---- Source excerpt
I can’t get more popular in virtualization than virtual machine snapshots.
No patch or update without the create snapshot functions that gave the administrator a new way of protecting the systems from broken patch installations or configuration modifications. If something goes wrong, you can simply use the VM snapshot to return to the previous status, making the problem a thing of the past and enabling you to try again. Nearly all backup products that specialize in the usage of VMware support use snapshots automatically.
But, snapshots have their drawbacks, as they use capacities on the datastore in addition to the basic hard drive files. A so called Delta-file can grow to be as large as the data file, meaning a 40 GB basic virtual hard drive can create a Delta file amounting to another 40 GB per snapshot. Depending on the free drive space, this may quickly lead to space shortages on the datastore if snapshots are kept for a long period of time or very extensive modifications are conducted on the data (e.g. database upgrades) during the existence of snapshots. Therefore, you should consistently monitor snapshots for size, age, and growth rate.
So it would be great to get automatic VM Snapshot Alerts and visual warnings when too many snapshots are there or they grow too big.
--------
---- Data shown
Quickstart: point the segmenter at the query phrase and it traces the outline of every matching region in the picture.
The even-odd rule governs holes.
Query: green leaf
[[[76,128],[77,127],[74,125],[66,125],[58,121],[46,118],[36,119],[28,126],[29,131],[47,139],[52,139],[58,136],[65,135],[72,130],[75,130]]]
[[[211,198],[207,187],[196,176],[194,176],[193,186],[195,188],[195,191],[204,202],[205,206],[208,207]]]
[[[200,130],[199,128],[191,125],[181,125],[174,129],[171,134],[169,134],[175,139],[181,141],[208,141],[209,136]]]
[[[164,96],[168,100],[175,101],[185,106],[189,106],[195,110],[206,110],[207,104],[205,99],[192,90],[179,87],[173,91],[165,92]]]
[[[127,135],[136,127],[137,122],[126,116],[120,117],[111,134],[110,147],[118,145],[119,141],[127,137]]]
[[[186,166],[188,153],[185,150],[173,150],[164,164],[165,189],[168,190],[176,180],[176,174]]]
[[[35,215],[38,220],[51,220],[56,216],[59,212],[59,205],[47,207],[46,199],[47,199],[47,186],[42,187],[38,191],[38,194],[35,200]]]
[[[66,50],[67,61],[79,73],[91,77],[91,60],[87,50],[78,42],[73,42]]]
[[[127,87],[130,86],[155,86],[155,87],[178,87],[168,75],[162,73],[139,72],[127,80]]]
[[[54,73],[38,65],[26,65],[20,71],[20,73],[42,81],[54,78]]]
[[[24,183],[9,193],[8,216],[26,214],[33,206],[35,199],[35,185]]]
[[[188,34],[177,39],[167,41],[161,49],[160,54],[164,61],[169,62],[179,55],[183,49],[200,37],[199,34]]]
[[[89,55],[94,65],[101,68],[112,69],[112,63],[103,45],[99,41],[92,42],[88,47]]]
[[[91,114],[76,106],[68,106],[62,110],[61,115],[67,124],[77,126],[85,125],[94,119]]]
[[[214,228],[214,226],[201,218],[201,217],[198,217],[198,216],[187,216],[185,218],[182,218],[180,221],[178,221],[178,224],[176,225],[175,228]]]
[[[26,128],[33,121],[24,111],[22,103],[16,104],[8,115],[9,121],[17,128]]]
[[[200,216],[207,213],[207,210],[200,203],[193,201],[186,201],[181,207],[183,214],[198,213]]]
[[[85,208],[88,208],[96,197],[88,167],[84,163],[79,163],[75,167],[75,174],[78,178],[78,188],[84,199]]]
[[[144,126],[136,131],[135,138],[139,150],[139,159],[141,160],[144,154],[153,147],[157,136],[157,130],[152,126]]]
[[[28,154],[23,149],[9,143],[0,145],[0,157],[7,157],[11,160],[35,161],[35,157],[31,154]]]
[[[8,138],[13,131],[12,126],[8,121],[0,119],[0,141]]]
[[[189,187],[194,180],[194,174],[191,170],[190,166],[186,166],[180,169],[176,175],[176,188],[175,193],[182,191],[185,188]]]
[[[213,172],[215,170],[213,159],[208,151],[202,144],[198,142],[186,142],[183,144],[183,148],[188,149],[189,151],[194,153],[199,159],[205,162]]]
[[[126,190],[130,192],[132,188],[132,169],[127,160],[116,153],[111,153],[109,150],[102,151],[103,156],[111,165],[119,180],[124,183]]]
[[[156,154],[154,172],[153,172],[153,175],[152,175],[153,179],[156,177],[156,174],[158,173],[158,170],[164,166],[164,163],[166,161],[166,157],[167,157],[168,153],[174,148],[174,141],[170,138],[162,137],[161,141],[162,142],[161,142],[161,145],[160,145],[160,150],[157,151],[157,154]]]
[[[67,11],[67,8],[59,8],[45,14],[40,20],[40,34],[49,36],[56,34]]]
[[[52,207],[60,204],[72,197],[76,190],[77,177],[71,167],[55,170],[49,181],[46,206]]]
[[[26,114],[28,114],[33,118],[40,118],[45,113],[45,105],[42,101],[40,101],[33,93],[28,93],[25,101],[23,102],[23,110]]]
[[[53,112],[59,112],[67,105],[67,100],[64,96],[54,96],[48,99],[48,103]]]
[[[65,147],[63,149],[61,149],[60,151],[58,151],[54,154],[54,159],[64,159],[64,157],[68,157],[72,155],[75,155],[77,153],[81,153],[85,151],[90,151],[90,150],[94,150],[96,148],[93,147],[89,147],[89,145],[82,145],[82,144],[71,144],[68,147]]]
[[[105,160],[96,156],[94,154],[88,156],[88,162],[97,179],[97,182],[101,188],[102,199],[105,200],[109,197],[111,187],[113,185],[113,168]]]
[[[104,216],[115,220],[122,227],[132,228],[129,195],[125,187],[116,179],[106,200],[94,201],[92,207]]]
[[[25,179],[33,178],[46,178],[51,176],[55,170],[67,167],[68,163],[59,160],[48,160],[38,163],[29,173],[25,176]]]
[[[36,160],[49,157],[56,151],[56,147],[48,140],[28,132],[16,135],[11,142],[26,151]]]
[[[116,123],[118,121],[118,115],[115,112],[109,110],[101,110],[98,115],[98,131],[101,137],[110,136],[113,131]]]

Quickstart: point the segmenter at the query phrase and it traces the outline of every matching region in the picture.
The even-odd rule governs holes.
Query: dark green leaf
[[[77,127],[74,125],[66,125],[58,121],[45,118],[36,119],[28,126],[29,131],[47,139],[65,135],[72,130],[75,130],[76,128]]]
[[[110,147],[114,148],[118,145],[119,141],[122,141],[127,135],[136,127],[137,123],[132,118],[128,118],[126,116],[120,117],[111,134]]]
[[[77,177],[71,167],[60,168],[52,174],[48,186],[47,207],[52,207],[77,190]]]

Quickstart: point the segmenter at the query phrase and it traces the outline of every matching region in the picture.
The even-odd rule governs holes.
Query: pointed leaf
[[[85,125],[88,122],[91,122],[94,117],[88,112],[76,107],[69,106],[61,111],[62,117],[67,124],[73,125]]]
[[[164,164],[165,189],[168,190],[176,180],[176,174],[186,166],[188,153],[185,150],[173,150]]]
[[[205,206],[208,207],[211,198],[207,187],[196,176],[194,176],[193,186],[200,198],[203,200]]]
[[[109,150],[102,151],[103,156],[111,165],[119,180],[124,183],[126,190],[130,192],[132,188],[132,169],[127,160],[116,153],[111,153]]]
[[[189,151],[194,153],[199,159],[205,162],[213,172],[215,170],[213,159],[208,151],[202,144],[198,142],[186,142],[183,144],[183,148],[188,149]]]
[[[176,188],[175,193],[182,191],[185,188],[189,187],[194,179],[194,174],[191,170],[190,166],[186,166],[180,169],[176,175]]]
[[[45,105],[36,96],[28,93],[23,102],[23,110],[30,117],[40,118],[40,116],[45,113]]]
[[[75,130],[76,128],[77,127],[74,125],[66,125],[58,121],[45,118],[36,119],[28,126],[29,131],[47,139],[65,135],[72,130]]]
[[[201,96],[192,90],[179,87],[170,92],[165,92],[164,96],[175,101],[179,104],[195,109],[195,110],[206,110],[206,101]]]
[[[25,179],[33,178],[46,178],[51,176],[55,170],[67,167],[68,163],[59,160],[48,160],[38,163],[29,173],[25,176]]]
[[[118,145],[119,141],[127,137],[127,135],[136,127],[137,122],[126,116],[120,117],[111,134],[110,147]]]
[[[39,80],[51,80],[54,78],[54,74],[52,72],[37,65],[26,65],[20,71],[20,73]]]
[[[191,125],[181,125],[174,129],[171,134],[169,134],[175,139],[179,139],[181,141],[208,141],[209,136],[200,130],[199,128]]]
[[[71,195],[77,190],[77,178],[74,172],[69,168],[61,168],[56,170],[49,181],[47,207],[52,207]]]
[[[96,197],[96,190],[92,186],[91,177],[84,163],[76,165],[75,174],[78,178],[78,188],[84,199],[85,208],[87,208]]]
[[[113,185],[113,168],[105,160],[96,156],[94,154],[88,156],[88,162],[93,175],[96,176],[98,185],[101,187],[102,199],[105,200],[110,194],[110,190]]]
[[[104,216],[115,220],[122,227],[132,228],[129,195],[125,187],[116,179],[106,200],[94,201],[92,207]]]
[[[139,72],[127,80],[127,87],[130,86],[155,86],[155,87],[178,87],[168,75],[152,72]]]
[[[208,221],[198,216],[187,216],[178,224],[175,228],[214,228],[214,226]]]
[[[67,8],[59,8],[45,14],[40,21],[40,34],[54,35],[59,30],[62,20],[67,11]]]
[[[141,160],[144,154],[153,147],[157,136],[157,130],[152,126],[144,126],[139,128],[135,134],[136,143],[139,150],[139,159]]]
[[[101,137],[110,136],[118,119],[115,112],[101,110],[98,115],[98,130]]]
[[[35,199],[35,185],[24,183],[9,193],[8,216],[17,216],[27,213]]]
--------
Can you quote the passage on virtual machine snapshots, starting at the words "But, snapshots have" and stopping after "grow too big."?

Result of the task:
But, snapshots have their drawbacks, as they use capacities on the datastore in addition to the basic hard drive files. A so called Delta-file can grow to be as large as the data file, meaning a 40 GB basic virtual hard drive can create a Delta file amounting to another 40 GB per snapshot. Depending on the free drive space, this may quickly lead to space shortages on the datastore if snapshots are kept for a long period of time or very extensive modifications are conducted on the data (e.g. database upgrades) during the existence of snapshots. Therefore, you should consistently monitor snapshots for size, age, and growth rate.
So it would be great to get automatic VM Snapshot Alerts and visual warnings when too many snapshots are there or they grow too big.